Stated exercise A: In the bar magnet problem, which way does a magnetic moment point?

Passage provided:
Three identical bar magnets, each of magnetic moment \(M\), are placed in the form of an equilateral triangle with north pole of one touching the south pole of the other as shown. The net magnetic moment of the system is (A) Zero (B) \(3 M\) (C) \(\frac{3 M}{2}\) (D) \(M \sqrt{3}\)

Short Answer

Expert verified
The net magnetic moment of the system is zero because the x and y components of the individual magnetic moments sum up to zero. Therefore, the correct answer is (A) Zero.

Step by step solution

01

Understand the magnetic moment properties

Magnetic moment \(M\) is a vector quantity, with its direction pointing from the south pole to the north pole of the magnet. In the equilateral triangle formation, the three magnetic moments will have different directions which are \(120^{\circ}\) apart.

Excerpts of bounding box data

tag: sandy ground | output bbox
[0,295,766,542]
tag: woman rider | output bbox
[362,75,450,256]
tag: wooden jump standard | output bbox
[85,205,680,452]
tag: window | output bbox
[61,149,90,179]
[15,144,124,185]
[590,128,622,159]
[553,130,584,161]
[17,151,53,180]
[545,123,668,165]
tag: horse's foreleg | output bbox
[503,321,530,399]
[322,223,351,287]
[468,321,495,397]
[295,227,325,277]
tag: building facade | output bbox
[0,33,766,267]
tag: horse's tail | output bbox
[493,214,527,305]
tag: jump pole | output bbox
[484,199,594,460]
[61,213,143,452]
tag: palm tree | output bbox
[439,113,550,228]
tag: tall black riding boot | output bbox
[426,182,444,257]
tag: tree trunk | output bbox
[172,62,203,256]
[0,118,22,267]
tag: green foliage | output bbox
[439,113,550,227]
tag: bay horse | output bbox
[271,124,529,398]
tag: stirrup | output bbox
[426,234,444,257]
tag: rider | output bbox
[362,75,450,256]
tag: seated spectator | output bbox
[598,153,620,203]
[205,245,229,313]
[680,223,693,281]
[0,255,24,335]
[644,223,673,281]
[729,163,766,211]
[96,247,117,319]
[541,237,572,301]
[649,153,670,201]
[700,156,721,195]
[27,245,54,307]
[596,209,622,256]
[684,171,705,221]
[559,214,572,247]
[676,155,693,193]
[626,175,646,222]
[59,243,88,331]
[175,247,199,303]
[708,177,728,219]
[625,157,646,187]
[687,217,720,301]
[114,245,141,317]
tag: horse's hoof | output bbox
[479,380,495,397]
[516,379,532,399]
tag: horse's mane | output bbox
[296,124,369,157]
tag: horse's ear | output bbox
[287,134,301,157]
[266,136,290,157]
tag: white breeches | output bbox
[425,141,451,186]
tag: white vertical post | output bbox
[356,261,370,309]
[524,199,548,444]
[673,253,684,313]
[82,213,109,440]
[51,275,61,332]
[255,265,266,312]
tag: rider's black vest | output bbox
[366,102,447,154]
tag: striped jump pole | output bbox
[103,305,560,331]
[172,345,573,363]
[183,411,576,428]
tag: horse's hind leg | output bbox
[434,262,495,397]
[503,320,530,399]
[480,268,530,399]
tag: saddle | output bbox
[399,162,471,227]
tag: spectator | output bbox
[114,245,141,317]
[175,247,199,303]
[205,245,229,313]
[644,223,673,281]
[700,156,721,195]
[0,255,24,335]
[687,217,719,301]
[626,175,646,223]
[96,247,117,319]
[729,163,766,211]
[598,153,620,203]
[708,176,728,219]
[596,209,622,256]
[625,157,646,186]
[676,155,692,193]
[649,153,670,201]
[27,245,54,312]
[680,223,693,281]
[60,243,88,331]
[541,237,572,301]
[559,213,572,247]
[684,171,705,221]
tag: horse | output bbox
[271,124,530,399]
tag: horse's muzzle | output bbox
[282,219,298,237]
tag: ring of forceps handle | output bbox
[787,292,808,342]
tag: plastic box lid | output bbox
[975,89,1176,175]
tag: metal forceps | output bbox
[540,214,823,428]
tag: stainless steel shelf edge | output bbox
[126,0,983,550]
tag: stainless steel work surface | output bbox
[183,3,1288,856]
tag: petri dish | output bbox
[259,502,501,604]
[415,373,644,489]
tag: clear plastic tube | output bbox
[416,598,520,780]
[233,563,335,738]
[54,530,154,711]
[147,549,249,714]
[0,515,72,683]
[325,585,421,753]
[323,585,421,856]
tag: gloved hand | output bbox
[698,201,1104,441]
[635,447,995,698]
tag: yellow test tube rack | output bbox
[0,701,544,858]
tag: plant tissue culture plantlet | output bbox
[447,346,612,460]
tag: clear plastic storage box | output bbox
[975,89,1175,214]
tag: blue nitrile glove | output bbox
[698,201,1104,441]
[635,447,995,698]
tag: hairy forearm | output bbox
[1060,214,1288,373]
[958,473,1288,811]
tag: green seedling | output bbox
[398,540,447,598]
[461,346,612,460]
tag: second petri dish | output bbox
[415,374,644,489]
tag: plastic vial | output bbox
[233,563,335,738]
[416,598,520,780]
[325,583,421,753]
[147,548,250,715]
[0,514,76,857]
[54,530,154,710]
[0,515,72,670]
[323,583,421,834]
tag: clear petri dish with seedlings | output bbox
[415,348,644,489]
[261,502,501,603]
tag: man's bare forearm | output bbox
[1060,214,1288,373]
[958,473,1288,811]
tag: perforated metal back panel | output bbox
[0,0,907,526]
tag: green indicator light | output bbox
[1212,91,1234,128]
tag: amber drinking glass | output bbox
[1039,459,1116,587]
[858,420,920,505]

...

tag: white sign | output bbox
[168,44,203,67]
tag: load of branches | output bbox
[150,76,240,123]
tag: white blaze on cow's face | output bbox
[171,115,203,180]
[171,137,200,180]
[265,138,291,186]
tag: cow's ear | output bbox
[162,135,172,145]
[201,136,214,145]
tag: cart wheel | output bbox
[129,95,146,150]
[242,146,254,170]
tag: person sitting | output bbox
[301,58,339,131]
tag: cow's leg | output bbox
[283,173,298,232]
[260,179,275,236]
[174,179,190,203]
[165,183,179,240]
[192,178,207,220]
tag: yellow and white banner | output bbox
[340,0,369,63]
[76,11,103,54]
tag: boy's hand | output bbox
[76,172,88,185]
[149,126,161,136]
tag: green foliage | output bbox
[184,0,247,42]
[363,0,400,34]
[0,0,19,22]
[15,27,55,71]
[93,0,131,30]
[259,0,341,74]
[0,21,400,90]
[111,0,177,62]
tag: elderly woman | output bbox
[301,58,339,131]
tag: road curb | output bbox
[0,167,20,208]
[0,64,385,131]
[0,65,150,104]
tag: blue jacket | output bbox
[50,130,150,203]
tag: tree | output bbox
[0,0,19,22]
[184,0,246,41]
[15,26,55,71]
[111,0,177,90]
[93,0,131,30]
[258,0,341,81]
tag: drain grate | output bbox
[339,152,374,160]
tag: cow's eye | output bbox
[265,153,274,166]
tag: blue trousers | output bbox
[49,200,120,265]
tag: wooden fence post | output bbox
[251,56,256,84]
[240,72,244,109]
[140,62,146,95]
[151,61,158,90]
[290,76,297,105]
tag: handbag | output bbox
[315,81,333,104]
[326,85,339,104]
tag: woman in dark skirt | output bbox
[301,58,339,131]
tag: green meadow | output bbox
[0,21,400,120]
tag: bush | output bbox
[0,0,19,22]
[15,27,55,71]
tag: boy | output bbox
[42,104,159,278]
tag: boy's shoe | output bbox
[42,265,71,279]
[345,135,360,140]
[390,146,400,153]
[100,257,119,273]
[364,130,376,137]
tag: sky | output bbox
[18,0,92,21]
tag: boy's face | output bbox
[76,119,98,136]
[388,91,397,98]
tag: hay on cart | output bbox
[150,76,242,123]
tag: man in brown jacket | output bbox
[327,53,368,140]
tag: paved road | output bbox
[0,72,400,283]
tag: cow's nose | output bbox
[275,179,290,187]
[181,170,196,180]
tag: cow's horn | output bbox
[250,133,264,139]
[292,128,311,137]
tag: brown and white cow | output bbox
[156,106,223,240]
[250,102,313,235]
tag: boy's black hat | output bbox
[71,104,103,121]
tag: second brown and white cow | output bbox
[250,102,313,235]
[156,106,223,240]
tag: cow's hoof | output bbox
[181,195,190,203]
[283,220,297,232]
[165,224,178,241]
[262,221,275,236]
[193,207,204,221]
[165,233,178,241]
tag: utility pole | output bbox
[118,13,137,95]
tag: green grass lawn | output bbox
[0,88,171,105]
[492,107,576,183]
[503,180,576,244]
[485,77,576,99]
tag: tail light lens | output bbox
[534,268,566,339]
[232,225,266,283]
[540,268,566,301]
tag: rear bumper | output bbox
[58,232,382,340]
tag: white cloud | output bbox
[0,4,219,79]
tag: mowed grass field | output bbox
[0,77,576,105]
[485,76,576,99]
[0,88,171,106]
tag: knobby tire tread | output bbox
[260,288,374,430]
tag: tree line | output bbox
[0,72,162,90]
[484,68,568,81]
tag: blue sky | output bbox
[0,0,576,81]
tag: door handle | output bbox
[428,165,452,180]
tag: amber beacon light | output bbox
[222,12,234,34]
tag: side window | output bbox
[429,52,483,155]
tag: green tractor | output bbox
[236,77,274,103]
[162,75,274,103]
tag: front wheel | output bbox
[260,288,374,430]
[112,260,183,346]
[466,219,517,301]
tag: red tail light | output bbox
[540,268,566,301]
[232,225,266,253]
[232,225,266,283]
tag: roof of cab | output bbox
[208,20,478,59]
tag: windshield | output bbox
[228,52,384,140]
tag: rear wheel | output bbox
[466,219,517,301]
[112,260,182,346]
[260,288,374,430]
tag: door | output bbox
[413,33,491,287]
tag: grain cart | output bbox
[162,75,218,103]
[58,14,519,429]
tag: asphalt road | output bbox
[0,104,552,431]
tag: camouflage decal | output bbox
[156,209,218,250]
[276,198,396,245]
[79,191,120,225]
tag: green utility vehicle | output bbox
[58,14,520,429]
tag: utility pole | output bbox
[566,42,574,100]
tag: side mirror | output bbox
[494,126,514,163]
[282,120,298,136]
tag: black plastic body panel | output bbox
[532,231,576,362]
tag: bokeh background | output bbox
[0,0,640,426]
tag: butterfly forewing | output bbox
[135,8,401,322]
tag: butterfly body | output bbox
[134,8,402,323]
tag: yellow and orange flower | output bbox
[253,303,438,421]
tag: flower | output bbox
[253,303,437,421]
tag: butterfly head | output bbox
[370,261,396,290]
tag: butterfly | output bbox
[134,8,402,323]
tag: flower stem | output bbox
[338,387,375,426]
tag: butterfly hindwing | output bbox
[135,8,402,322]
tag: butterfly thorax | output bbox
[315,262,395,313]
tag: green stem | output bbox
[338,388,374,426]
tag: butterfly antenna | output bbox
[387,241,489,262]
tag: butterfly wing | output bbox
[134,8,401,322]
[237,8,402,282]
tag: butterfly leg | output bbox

Stated exercise B: Reproduce the part of the records that opens with the line containing "tag: plastic box lid | output bbox" and closes with the line containing "[415,373,644,489]".

Reply A: From the south pole to the north pole of the magnet.

Reply B:
tag: plastic box lid | output bbox
[975,89,1176,175]
tag: metal forceps | output bbox
[540,214,823,428]
tag: stainless steel shelf edge | output bbox
[126,0,983,550]
tag: stainless steel work surface | output bbox
[183,3,1288,856]
tag: petri dish | output bbox
[259,502,501,604]
[415,373,644,489]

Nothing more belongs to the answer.